**Work order:**
Nothing is to be left out; print all the entries exactly.
BEGIN Data to examine
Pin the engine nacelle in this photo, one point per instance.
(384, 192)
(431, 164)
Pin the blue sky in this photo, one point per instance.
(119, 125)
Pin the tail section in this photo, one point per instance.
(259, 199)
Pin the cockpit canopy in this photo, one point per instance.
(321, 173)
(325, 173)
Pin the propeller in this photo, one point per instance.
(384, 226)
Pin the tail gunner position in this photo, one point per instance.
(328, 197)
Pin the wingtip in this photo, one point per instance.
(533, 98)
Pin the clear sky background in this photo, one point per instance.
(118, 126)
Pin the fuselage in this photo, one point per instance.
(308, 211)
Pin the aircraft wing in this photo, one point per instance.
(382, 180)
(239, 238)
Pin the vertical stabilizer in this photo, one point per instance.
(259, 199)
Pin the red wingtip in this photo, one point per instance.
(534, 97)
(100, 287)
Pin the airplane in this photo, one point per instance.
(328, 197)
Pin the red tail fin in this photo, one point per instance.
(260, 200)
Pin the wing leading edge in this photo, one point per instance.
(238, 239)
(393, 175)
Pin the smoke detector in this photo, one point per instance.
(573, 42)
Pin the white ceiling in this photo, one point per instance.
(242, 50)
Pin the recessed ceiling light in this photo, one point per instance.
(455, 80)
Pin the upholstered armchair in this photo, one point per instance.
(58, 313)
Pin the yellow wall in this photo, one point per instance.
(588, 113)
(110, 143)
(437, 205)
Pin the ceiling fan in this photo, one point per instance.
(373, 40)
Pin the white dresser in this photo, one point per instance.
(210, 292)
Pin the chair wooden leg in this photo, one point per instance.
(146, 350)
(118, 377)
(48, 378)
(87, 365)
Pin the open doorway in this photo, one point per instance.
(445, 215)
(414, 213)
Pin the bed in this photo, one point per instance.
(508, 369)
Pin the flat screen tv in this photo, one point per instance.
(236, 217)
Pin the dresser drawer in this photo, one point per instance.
END Data to examine
**Expected answer:**
Pin the engine nacelle in this photo, one point per instance.
(384, 192)
(431, 164)
Pin the blue sky in this photo, one point per instance.
(119, 125)
Pin the tail section in this photo, one point per instance.
(259, 199)
Pin the cockpit canopy in this photo, one point per instance.
(321, 173)
(325, 173)
Pin the propeller in this photo, one point per instance.
(384, 226)
Pin the tail gunner position in this photo, one point per instance.
(328, 197)
Pin the wingtip in this photo, one point per instance.
(533, 98)
Pin the clear sky background in this photo, one point per instance.
(118, 126)
Pin the fuselage in this photo, one point per instance.
(308, 211)
Pin the aircraft wing in this photo, one point per instance.
(382, 180)
(239, 238)
Pin the vertical stabilizer in this photo, one point per instance.
(259, 199)
Pin the red wingtip in this photo, one point per instance.
(534, 97)
(100, 287)
Pin the airplane in this photo, one point per instance.
(328, 197)
Pin the red tail fin in this photo, one point per instance.
(260, 200)
Pin the wing leading edge in this photo, one point per instance.
(238, 239)
(393, 175)
Pin the smoke detector in this photo, one point per instance.
(573, 42)
Pin the white ceiling in this photo, one point per instance.
(242, 50)
Pin the recessed ceiling light in this photo, one point per instance.
(455, 80)
Pin the upholstered armchair in this photo, one point per instance.
(58, 313)
Pin the yellow wall in this photo, one point per instance.
(588, 113)
(110, 143)
(437, 205)
Pin the ceiling fan in this photo, one point per instance.
(373, 40)
Pin the white dresser in this photo, one point per instance.
(210, 292)
Pin the chair wooden leg in this photo, one point per instance.
(146, 350)
(118, 377)
(48, 378)
(87, 365)
Pin the open doorway in this photo, one point per instance.
(445, 215)
(414, 213)
Pin the bed in this photo, one point per instance.
(508, 369)
Pin the flat screen tv in this photo, one point per instance.
(236, 217)
Pin the dresser drawer in this photo, one point per instance.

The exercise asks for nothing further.